___ DATA SECTION ___

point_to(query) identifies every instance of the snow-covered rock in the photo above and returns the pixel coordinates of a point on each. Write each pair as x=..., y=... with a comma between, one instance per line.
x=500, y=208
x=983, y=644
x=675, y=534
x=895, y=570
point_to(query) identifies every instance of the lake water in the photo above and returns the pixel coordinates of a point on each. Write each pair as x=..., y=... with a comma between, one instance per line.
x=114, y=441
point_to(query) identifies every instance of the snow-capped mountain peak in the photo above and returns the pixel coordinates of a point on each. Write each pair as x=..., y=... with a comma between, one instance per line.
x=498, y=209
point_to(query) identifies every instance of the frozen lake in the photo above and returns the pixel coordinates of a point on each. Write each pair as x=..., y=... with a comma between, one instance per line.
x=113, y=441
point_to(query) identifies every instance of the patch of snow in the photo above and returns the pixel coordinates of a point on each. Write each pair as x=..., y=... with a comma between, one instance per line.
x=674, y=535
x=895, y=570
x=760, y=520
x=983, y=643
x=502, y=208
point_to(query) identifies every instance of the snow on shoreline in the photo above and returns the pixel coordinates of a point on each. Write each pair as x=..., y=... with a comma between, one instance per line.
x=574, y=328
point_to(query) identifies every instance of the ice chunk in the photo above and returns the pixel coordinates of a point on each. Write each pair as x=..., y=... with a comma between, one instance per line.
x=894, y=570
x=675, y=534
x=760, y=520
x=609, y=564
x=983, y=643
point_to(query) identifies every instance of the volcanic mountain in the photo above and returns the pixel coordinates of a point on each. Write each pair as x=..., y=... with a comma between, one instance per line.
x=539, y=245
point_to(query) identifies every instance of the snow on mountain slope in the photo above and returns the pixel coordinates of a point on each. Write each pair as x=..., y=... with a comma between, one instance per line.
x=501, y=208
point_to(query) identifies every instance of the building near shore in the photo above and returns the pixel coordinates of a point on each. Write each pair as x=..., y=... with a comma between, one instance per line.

___
___ DATA SECTION ___

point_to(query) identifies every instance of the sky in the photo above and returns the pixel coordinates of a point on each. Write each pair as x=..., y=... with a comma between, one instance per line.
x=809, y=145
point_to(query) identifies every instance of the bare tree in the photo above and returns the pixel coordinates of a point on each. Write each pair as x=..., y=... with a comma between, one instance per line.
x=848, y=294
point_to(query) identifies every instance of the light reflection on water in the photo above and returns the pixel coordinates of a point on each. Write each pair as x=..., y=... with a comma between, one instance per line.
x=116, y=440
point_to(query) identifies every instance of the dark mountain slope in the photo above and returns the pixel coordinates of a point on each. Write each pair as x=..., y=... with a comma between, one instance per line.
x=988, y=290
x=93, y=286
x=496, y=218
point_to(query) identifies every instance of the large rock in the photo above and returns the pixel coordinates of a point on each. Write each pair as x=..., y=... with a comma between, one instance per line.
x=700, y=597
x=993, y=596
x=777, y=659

___
___ DATA SECTION ___

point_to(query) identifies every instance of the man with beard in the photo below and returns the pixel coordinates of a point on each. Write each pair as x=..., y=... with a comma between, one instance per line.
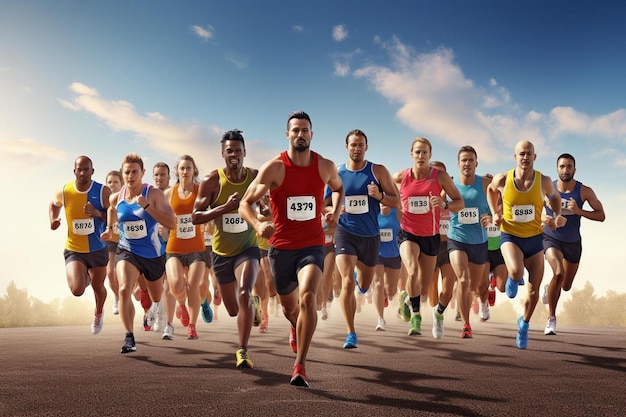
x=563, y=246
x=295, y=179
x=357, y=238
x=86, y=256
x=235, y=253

___

In the data above, retype exactly and only the lines between the one holding "snow on shoreline" and the one holding "point_to(query) identifies every instance of the building", inclusive.

point_to(query) identifies every instance of the snow on shoreline in the photo above and returns the pixel coordinates of a point on each. Write each pair as x=..., y=... with a comma between, one instance per line.
x=574, y=328
point_to(query) identifies every instance of the ice chunk in the photo above and returns the pixel coordinates of a point on each. Write each pair as x=..., y=... with a comma between, one instance per line.
x=894, y=570
x=675, y=534
x=760, y=520
x=609, y=564
x=983, y=643
point_to(query) identifies every instance of the volcanic mountain in the photo above and returns the pixel coordinates of a point on each. Write each pair as x=..., y=... with a comma between, one instance per line.
x=539, y=245
point_to(query) identifies every instance of the snow on mountain slope in the photo above and returns the pixel coordinates of a point on each. Write each pair as x=..., y=... with a comma between, one instance per line.
x=501, y=208
point_to(query) identifies every instance of the building near shore in the photo above and returns the pixel coordinates of a point on each. Write each pair as x=..., y=... with a comma between, one instance per line.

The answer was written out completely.